• Exercise set:
1. Return everything from "- Where are" down to "Any crazy stories?" in the chat transcript about Hungry Dog.
2. In the chat transcript about Hungry Dog, what foods were left out on trays in the Law School courtyard?
3. Extend the chat transcript about Hungry Dog beyond its final sentence.

• Source passage:
-------------------------

Wednesday, February 13, 2019

Showing Who's Boss

Internet chat (extract):

- Hello.
- Where are you?
- Starbucks, in Beverly Hills, Olympic and Doheny Blvds., watching YouTube, reading an essay about the police.*
- Anything exciting happening late night?
- Well, it's not raining, though I was caught in sudden storm again last night.
- Any crazy stories?
- Getting better from a fairly bad cold.
- You have to stay dry.
- I'm not doing too well at that. Crazy stories? I've seen some of the same unusual people, they haven't changed. The man who told me friends call him 'Hungry Dog', the Turkish security guard, recent immigrant who when not working fills his belly and bag with the free food at university events - he made an appearance today as I was warming up in the sun at the sculpture garden at UCLA. My strategy to ignore him and walk away has proven ineffective, his self conceit is invulnerable to these measures. Only getting a good lead on him and turning tight corners works. He tapped me on the shoulder to try to get my attention, then launched into a monologue of his day: how he had a system for raking in the free food at the Luskin conference center/hotel at UCLA: entering at a side door, taking side elevator to third floor where he stashes his bag, then canvassing the different rooms for food and drink.

- Sounds like he's got it planned out well. 
- His new claim was he'd saved fifty thousand dollars by living in a dormitory room with seven others and never otherwise spending a dime. Being flush with money he was in need of my investment advice. He likes to affirm I'm his only friend, the only person he respects, a brother, a father. He flatters me outrageously: I'm a true philosopher, the only one in the world, a real anti-capitalist like him, a true radical.
- A real character.
- 'B
y the way,' he says to me, 'that's a nice jacket, how much do you want for it?' He tells me to go the Law School where trays of food had be left out in the courtyard: salad, beans, fruit. He finally takes himself off, getting the message I wasn't even going to open my eyes (they've been continuously shut since his arrival) to acknowledge his presence. Twenty minutes, and he is back with a paper plate of beans and salad and fruit, for me! He got it just for me! Now's the time for this philosopher to open his eyes to Hungry Dog's corporeal form, put on his not for sale jacket, and go. Hungry Dog trails behind, I pick up the pace and lose him around the corner.

-------------------------

• Data provided:
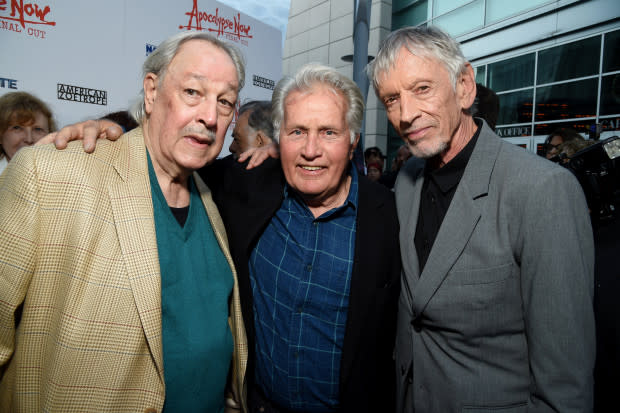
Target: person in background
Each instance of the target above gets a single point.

-------------------------

• Written answers:
1.
- Where are you?
- Starbucks, in Beverly Hills, Olympic and Doheny Blvds., watching YouTube, reading an essay about the police.*
- Anything exciting happening late night?
- Well, it's not raining, though I was caught in sudden storm again last night.
- Any crazy stories?

2. Salad, beans, and fruit.

3.
- Do you see Hungry Dog everyday?
- Oh no, hadn't seen him for a couple of months. He only comes around UCLA when one of his temporary guard jobs ends its term or he's been fired. Mostly he hangs out at USC where he says the takings are better.
- Wow. I knew one day you'd find followers.
- He's just putting on an act, honing his techniques of flattery, like he does searching for free food.
- Too funny. Do you have a cell phone? You get the weather on them.
- Yes, now I do. My one student insisted I get one. I told her she'd be the only one who'd ever call me, she insisted, I relented, last week complied with her demand. Since then no one but her has called. The essay I was reading had been brought to my attention at a conference this weekend on police public interaction. Hungry Dog would approve of the food kept coming throughout the day.
 I expressed my view there, to a young woman sitting not far away, that the police exist to express violence, scaring the people they claim to protect into running for cover in their choice of part-time slaveries, selling their freedom by the hour in what is called employment. She referred me to a professor named Micol Seigel who'd written a book about 'violence work'. That is the professor's term for what the police actually was formed to do. Police have always been both civilian and military, public and private, local and national/international. One side of each of those pairs represents a loss of power for the individual. The police making claims to be violent only by necessity while serving the public in local communities have, from their beginnings in colonial forces tasked with keeping down subject peoples, been doing the opposite: serving with deliberate, unlimited violence private, non-local interests. 
- The private, non-local interests the violent colonial police served were the Capitalists, a perfect early example being the East India Company, insuring them a supply of compliant labor?
- Yes. In the 18th century American South colonial militias patrolled the slave populations. In the 19th century local American police were recruited to fight in the country's wars; in the late 20th century they were sent to Vietnam to develop with the South Vietnamese counterinsurgency techniques, which when the police returned to their localities they used to manage protesters against the war and civil rights activists.
- Those were the professor's ideas. Did the young woman like what you had to say? 
- She clearly was frightened, repulsed by me, offended by my intrusion as were almost all the other attendants at the conference, old and young. Academics are bureaucrats: office holders, they're are a kind of race, or class. They have been, like all those hiding within social roles, deformed by violence, by the police or economic violence that led them to the unnatural behavior of pursuing only career advantage.
- Everyone there rejected you at first sight? You're not exaggerating?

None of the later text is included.